-- Excerpted text follows --

A delivery man wearing a face mask rides past the New York Stock Exchange (NYSE) in New York, the United States, May 27, 2020. (Photo by Michael Nagle/Xinhua)
The U.S. administration led by President Donald Trump is taking advantage of the COVID-19 pandemic to pursue unilateral policies while pinning the blame for a mismanaged national health emergency on others, said experts from Latin America.
Trump has repeatedly tried to scapegoat the World Health Organization (WHO), claiming the United States is paying the price for the agency's mishandling of the pandemic, Guatemalan political observer and former diplomat Manuel Villacorta told Xinhua.
At a time when the international community should be more united than ever, Trump is pulling the United States out of the WHO citing the global body's alleged mishandling of the novel coronavirus outbreak, said Villacorta, describing the move as a grave error.
In fact, the U.S. handling of the health emergency has been "devastating," he said, noting upwards of 100,000 Americans have died from COVID-19, more than any other country, and 40 million Americans have lost their jobs and numerous businesses have gone under.
"That's why President Trump is looking to blame someone else. First he did it with China and now he's doing it with the WHO -- an unprecedented political mistake," said Villacorta, who served as Guatemala's ambassador to Israel.

-- Excerpted text concluded --
-- Data extract follows --

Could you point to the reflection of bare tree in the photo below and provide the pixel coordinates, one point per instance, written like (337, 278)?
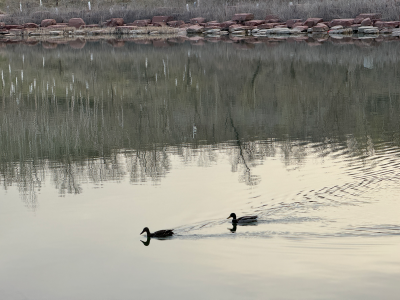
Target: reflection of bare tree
(70, 122)
(245, 158)
(145, 164)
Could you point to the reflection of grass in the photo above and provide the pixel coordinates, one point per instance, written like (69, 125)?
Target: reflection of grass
(73, 110)
(130, 10)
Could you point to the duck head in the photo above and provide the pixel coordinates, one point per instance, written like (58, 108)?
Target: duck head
(232, 215)
(146, 230)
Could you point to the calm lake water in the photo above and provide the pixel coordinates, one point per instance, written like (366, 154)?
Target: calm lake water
(99, 140)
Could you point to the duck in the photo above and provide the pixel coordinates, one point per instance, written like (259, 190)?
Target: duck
(245, 219)
(159, 233)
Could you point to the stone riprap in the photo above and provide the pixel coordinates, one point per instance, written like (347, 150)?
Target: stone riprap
(240, 24)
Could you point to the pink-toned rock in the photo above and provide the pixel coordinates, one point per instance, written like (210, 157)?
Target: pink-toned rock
(272, 21)
(31, 25)
(159, 24)
(195, 29)
(115, 22)
(175, 23)
(225, 25)
(300, 28)
(47, 22)
(272, 17)
(57, 26)
(197, 20)
(372, 16)
(359, 20)
(238, 27)
(77, 44)
(160, 43)
(213, 23)
(141, 23)
(16, 31)
(386, 30)
(310, 22)
(91, 26)
(48, 45)
(391, 24)
(366, 22)
(254, 22)
(320, 27)
(76, 22)
(343, 22)
(243, 17)
(8, 27)
(212, 27)
(164, 19)
(267, 25)
(292, 22)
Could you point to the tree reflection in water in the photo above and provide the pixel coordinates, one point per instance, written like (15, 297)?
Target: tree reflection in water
(69, 120)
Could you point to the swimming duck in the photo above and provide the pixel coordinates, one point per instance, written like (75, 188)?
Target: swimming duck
(160, 233)
(147, 242)
(245, 219)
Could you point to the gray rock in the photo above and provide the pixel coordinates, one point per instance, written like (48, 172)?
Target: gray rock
(368, 30)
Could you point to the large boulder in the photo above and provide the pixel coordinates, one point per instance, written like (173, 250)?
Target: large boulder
(254, 22)
(175, 23)
(225, 25)
(197, 20)
(162, 19)
(390, 24)
(299, 29)
(372, 16)
(47, 22)
(292, 22)
(320, 27)
(343, 22)
(31, 25)
(115, 22)
(195, 29)
(243, 17)
(141, 23)
(76, 22)
(310, 22)
(366, 22)
(267, 25)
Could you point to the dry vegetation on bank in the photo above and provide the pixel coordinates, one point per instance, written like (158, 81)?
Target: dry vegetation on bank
(62, 10)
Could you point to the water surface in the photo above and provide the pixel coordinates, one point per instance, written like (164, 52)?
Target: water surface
(99, 142)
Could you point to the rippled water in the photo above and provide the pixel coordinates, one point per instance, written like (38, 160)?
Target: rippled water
(99, 142)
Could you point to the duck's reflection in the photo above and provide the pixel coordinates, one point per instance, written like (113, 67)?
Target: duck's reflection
(147, 242)
(233, 229)
(235, 225)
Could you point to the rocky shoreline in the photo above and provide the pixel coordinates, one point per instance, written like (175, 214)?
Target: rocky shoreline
(241, 25)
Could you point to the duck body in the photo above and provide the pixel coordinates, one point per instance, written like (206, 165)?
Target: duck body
(244, 219)
(159, 233)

-- Data extract concluded --

**Problem statement**
Please copy the article on Trump's pandemic response word for word, from "A delivery man" to "Villacorta told Xinhua.".

**Solution to this problem**
A delivery man wearing a face mask rides past the New York Stock Exchange (NYSE) in New York, the United States, May 27, 2020. (Photo by Michael Nagle/Xinhua)
The U.S. administration led by President Donald Trump is taking advantage of the COVID-19 pandemic to pursue unilateral policies while pinning the blame for a mismanaged national health emergency on others, said experts from Latin America.
Trump has repeatedly tried to scapegoat the World Health Organization (WHO), claiming the United States is paying the price for the agency's mishandling of the pandemic, Guatemalan political observer and former diplomat Manuel Villacorta told Xinhua.